_Source text_
# 1963 Plymouth Fury Burnout at Autogeek!



## Mike Phillips (Jan 26, 2007)

*1963 Plymouth Fury Burning Out after filming "What's in the Garage" TV show!*

*Here's Carlos backing his 1963 Plymouth Fury with a 440 Wedge Big Block and Dual Quad Carburetors onto the set of "What's in the Garage".*










*With our new set layout each car needs to be carefully backed up and then crabbed into place. *


















*Once the car is in position we start filming the segment...*









*On my left is Frank Hawely, my guest celebrity for two episodes...*









*Here's Carlos and me getting a shot with his car on the set...*









*Now Carlos is moving the car out of the Studio, Nick and Darlene were on hand the entire day to help move cars in and out as well as create product displays...*









Here Carlos is saying something but I'm not sure what as his Plymouth Fury is kind of loud... in hindsight I think he was saying...

*"I'll do a burn-out as I leave"*










*I didn't hear what he said but I heard his tires when they started talking!*









*I quickly grabbed my trusty, dusty Canon Rebel and snapped a few pictures...*






















































*Carlos really laid down some rubber!*


















*The concrete is incredibly coarse...*



























*Tracking pretty straight!*









IF you're here for Detail Fest I'm pretty sure these are going to be here for a while, so maybe get your picture taken with the burnout laid down by Carlos with his 1963 Plymouth Fury!


----------

_Requirement_
Reproduce the portion of the burnout post that starts at the words "IF you're here" and ends after the words "1963 Plymouth Fury!". The rows below come from a different source than the burnout post.

_Records supplied_
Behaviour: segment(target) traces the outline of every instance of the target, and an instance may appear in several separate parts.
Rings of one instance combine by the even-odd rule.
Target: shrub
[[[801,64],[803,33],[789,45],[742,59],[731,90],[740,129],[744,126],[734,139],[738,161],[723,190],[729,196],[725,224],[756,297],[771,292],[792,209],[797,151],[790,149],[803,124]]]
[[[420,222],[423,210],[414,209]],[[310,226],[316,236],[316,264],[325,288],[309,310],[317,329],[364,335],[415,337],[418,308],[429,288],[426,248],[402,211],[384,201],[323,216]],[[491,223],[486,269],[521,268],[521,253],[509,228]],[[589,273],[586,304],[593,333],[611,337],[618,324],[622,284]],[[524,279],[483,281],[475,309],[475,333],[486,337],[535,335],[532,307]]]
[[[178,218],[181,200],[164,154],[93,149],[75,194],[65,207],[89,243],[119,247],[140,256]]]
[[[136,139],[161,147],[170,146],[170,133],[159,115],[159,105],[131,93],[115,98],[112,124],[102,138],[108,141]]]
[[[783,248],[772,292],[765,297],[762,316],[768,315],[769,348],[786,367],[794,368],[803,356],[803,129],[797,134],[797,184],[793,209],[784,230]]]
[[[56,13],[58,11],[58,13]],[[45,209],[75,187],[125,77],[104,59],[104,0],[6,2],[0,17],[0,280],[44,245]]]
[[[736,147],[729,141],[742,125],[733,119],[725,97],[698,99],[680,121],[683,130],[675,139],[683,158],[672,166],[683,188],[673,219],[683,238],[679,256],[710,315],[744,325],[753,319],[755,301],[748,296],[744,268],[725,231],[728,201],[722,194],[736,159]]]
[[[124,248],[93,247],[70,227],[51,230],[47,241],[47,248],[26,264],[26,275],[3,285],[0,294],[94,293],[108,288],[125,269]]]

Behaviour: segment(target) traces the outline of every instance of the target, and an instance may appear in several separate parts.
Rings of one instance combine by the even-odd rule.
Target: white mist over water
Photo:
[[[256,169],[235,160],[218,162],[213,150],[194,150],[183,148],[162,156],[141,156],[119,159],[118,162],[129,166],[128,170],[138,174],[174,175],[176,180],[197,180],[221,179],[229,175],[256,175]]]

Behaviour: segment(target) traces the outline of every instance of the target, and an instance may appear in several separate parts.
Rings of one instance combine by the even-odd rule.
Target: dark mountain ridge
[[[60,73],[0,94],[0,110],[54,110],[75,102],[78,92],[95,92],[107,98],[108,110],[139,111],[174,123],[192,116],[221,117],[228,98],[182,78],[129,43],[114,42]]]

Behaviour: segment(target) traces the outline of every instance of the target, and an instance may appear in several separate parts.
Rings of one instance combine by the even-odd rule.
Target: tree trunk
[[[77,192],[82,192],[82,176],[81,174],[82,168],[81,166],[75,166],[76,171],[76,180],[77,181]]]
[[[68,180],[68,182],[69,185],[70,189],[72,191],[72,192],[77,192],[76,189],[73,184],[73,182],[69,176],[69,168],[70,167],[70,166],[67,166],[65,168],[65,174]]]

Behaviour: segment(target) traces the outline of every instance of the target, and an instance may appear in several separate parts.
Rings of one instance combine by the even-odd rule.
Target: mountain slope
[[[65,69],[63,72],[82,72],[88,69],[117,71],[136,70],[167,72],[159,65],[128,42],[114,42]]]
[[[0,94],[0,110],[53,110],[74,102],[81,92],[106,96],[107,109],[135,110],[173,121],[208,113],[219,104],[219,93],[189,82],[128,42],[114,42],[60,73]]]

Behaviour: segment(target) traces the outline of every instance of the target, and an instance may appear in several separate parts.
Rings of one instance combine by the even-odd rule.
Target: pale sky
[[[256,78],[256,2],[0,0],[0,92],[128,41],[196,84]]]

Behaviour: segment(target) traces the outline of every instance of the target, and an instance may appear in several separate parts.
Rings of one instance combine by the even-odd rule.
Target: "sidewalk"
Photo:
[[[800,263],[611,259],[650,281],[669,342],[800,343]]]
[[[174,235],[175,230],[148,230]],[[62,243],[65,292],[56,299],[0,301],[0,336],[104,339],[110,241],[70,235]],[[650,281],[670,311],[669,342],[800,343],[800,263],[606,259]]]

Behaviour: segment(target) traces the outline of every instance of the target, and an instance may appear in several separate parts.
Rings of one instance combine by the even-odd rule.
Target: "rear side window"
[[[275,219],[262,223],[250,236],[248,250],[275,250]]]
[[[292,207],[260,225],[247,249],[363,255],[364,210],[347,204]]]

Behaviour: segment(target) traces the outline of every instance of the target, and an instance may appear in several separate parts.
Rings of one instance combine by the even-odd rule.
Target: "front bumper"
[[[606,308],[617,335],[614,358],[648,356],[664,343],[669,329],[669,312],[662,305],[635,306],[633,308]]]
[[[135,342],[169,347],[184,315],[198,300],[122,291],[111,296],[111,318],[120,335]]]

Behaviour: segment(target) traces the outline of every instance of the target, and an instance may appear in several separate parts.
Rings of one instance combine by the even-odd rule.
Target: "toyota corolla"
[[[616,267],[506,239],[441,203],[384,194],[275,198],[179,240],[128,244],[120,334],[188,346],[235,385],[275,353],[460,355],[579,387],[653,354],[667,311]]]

_Response to this exercise_
IF you're here for Detail Fest I'm pretty sure these are going to be here for a while, so maybe get your picture taken with the burnout laid down by Carlos with his 1963 Plymouth Fury!